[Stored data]
%%

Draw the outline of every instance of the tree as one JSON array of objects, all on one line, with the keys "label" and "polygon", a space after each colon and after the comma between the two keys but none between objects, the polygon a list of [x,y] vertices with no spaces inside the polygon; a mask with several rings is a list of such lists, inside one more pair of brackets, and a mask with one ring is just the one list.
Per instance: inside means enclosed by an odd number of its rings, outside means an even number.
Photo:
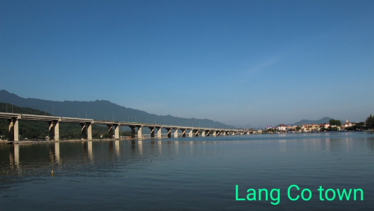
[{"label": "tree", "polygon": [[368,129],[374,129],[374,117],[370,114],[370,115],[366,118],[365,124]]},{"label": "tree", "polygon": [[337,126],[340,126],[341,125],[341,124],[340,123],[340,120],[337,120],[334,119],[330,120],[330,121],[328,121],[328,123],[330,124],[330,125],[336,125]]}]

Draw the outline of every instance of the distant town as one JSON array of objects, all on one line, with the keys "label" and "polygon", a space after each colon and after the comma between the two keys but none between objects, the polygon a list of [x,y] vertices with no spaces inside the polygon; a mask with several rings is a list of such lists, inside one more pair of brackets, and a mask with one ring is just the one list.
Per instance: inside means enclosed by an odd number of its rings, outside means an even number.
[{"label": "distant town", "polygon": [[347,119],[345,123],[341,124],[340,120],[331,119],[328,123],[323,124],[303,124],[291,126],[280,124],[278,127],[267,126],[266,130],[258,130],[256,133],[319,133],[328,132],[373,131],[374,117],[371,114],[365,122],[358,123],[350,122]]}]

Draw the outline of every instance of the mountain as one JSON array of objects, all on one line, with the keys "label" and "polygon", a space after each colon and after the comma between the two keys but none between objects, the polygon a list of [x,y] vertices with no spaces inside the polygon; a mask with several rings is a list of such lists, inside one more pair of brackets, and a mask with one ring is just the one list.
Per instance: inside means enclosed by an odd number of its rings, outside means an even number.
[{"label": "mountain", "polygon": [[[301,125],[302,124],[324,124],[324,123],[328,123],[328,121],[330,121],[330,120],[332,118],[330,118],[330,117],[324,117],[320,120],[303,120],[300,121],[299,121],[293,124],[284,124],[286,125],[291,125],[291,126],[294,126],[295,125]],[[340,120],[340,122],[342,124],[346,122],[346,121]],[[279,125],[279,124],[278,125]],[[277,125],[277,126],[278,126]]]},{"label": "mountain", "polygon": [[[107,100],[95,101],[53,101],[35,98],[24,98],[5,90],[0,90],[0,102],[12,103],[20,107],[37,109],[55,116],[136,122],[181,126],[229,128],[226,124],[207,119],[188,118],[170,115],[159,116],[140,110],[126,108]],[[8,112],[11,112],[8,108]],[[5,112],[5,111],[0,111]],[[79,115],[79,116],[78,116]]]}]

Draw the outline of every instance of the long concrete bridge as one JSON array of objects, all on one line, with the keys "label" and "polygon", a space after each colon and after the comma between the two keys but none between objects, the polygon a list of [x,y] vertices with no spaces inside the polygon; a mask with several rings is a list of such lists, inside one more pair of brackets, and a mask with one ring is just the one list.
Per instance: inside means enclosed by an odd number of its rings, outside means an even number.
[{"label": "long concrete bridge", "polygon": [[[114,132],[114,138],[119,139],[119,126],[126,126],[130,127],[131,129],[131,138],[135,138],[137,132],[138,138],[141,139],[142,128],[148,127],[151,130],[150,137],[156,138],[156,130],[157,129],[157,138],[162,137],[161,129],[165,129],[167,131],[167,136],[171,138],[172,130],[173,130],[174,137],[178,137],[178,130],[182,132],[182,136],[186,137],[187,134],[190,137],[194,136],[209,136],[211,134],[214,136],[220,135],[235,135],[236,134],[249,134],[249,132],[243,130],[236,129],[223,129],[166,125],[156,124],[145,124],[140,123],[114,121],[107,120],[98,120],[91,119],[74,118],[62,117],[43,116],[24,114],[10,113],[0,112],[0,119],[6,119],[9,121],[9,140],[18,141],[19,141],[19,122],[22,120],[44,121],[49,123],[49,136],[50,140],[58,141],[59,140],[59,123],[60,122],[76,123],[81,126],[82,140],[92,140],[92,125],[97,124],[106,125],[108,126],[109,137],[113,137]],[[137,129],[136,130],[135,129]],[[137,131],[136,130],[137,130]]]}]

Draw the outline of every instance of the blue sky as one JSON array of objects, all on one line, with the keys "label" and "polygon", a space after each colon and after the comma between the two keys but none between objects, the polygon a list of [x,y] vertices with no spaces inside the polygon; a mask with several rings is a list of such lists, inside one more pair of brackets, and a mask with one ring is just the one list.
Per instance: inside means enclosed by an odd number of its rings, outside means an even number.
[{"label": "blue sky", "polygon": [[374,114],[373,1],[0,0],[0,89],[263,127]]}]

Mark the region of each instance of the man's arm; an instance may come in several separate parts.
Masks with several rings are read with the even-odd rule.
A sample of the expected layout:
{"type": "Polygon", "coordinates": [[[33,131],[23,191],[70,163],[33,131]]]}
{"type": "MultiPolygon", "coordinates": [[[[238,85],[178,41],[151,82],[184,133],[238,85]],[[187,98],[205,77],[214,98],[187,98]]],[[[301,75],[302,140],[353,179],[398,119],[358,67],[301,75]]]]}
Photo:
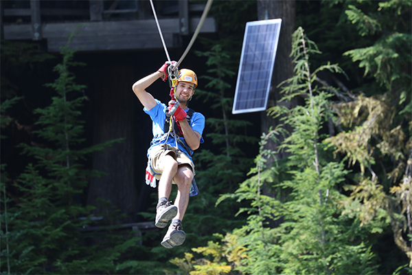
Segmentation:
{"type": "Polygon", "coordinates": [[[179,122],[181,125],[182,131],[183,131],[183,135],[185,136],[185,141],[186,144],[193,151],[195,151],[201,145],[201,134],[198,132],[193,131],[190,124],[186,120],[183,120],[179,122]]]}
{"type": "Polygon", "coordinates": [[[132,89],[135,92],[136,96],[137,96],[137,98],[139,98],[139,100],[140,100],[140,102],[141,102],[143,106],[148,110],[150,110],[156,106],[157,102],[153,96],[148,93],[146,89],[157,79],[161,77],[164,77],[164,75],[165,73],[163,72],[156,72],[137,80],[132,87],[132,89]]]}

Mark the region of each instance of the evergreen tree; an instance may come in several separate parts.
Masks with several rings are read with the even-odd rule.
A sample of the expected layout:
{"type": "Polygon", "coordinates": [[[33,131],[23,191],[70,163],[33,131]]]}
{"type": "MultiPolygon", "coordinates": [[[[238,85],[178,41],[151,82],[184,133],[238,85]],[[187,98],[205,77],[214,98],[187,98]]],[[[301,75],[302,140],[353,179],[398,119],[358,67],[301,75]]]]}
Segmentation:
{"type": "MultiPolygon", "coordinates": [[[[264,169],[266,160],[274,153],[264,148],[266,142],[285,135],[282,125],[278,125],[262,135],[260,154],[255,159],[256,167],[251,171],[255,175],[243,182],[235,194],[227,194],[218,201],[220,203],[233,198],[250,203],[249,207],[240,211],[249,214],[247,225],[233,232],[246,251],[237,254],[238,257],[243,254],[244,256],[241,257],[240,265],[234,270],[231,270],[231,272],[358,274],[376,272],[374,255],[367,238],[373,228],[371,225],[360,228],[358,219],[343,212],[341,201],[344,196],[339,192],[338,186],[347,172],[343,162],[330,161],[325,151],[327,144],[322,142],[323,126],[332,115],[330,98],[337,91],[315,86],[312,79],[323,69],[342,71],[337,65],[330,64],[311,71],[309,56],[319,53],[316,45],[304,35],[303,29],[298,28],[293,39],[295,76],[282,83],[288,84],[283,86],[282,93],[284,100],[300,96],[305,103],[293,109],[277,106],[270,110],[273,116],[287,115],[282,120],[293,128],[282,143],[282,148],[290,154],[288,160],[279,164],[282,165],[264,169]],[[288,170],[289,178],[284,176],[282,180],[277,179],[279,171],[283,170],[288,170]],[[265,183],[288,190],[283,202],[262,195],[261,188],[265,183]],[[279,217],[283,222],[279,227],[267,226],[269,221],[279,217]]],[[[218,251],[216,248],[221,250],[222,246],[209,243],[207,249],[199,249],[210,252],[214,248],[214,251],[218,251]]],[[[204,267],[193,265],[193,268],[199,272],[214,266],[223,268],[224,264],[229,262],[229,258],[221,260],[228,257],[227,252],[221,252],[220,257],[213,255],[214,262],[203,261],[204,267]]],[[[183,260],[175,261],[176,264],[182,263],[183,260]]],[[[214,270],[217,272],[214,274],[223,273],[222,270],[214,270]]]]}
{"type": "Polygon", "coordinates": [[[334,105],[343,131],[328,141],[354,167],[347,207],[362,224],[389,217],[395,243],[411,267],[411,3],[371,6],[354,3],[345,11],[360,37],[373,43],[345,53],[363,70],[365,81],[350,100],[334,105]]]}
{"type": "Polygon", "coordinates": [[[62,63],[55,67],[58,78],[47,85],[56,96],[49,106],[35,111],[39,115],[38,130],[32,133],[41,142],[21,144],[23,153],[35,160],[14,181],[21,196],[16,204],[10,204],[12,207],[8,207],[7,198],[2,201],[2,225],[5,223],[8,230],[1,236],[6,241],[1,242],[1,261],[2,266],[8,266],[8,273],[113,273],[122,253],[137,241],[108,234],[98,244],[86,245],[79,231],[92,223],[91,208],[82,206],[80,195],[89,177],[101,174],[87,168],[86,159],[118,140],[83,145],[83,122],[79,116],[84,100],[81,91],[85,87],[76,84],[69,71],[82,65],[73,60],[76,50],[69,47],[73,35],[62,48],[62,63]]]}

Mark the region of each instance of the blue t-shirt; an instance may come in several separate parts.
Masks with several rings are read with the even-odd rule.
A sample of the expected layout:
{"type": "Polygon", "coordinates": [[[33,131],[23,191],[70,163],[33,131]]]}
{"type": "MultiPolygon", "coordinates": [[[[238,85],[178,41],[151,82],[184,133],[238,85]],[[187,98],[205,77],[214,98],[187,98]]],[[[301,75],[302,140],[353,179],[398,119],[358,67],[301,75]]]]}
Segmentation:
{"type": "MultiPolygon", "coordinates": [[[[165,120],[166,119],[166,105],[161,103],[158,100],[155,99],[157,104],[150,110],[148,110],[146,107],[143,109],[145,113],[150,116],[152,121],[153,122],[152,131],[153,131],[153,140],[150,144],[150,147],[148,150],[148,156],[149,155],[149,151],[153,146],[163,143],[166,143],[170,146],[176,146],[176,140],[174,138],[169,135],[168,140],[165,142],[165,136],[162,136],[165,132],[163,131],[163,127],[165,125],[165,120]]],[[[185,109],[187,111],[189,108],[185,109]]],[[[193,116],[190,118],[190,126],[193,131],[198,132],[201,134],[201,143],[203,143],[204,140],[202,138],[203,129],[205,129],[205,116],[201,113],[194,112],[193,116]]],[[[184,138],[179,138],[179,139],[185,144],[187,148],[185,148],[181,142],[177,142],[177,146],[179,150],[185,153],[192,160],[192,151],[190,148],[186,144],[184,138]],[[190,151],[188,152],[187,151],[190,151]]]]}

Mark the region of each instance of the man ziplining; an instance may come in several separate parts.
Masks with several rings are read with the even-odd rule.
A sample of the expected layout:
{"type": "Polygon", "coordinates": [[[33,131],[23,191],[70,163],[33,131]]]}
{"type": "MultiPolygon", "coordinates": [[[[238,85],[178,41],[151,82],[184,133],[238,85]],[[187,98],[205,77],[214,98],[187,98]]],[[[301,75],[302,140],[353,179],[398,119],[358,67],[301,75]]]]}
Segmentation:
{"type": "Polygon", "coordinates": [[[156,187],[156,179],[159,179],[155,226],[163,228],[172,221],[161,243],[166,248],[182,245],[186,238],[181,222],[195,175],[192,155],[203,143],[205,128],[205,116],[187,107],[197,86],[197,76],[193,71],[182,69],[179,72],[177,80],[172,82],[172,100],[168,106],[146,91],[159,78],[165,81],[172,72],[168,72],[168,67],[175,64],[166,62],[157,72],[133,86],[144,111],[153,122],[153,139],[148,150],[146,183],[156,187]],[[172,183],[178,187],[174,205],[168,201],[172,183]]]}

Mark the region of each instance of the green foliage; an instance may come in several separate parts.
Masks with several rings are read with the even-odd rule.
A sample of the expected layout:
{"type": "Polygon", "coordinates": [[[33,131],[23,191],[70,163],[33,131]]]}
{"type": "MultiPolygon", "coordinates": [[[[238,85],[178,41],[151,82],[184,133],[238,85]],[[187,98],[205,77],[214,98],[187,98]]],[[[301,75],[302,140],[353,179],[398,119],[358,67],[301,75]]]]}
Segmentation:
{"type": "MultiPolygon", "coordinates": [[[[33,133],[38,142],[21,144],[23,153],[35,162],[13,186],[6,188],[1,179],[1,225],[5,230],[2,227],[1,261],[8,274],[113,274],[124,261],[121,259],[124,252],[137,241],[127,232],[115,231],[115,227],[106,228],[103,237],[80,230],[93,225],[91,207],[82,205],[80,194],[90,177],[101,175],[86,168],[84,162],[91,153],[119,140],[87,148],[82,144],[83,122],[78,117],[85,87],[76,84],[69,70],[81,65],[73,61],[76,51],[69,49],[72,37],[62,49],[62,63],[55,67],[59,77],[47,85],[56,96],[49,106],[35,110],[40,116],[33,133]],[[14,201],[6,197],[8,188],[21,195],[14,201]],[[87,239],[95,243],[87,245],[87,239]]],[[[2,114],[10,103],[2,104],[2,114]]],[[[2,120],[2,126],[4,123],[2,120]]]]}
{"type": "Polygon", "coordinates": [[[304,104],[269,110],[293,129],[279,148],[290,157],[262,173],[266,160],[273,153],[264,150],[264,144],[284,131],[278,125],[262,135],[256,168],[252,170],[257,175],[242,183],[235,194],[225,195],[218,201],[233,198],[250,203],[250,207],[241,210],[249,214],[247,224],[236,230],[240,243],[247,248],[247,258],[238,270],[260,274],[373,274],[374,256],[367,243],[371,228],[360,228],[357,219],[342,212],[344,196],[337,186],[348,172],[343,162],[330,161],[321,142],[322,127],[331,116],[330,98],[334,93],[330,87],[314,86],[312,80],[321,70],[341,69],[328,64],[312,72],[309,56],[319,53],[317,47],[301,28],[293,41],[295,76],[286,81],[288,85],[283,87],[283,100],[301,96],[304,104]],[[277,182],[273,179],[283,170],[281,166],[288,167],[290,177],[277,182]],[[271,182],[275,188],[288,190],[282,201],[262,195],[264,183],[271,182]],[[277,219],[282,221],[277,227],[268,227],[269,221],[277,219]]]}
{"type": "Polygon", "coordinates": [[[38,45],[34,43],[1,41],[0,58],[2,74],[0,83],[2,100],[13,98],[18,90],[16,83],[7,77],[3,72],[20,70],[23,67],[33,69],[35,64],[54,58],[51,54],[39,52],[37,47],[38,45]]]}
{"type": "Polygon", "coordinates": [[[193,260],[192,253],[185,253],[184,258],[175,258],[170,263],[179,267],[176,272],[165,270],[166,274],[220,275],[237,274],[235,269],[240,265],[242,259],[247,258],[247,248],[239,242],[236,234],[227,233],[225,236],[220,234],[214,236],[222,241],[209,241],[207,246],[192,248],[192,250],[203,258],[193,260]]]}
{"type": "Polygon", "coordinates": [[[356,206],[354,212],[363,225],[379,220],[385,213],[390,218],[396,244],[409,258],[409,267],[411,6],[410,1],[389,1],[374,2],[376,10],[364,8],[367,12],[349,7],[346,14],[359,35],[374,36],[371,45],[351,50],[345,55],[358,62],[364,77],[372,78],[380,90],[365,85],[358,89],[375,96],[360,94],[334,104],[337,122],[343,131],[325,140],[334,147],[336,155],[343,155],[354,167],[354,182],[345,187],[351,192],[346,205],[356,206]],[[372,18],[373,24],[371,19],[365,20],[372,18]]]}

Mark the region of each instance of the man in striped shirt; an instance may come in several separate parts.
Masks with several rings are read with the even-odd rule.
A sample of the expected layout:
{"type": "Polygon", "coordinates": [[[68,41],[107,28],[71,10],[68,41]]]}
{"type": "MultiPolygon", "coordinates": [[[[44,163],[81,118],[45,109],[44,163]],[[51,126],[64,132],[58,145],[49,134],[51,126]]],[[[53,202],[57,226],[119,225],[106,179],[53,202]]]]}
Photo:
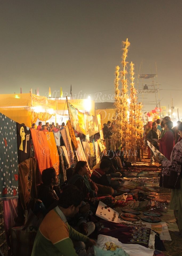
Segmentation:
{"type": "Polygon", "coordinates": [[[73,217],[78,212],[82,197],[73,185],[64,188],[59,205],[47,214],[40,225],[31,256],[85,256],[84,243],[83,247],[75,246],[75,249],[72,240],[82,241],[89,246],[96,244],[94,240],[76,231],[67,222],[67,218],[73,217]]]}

%%

Begin at the line that has "Mark the region of each instance of the man in" and stop after the last line, renaming "striped shirt" to "plaid shirt" and repeating everything else unchanged. Leave the pictures out.

Mark the region of each instance of the man in plaid shirt; an instance may come in several separate parts.
Masks with several rings are read with the even-odd rule.
A sample of the expected layout:
{"type": "Polygon", "coordinates": [[[68,41],[107,28],[71,10],[68,41]]]}
{"type": "MultiPolygon", "coordinates": [[[[44,163],[81,118],[45,109],[44,163]],[[51,126],[64,132],[58,145],[49,134],[51,126]]],[[[53,202],[57,226],[119,225],[106,179],[53,202]]]]}
Photo:
Segmentation:
{"type": "Polygon", "coordinates": [[[73,217],[78,212],[82,197],[73,185],[64,188],[59,205],[47,214],[40,225],[31,256],[85,256],[84,243],[83,247],[75,246],[75,249],[72,240],[82,241],[89,246],[96,244],[94,240],[76,231],[67,222],[67,218],[73,217]]]}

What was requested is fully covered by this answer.